PROVIDED MATERIAL below:
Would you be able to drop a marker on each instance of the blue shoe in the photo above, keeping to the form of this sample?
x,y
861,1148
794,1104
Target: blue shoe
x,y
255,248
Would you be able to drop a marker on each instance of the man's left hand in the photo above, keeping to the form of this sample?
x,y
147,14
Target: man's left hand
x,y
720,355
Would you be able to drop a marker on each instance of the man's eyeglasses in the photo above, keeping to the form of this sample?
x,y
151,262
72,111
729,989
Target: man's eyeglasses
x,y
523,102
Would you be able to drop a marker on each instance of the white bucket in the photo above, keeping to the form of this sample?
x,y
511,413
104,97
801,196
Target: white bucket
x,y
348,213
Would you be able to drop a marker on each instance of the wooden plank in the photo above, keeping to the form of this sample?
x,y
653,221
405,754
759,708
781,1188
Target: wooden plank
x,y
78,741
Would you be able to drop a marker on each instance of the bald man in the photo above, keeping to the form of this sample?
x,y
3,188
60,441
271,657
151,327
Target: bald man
End of PROVIDED MATERIAL.
_WORK INSTRUCTION:_ Return each line of the data that contains the string "drop".

_ANSWER SECTION:_
Would you be able to drop a marker on each instance of the blue shoe in the photo above, keeping to the form of this sample?
Would you be able to drop a marker on each instance of the man's left hand in the photo above, keeping to the form of this sample?
Would you be able to drop a marker on each instance of the man's eyeglasses in the photo above, keeping to the form of this sample?
Would you be able to drop a marker on each instance of the white bucket in the photo above, keeping to the form of this sample?
Would you be able to drop a marker on each instance of the wooden plank in the photo above, keeping to the form of this sample?
Would you be able to drop a marker on each instance of the bald man in the photo above, keeping to the form of this sample?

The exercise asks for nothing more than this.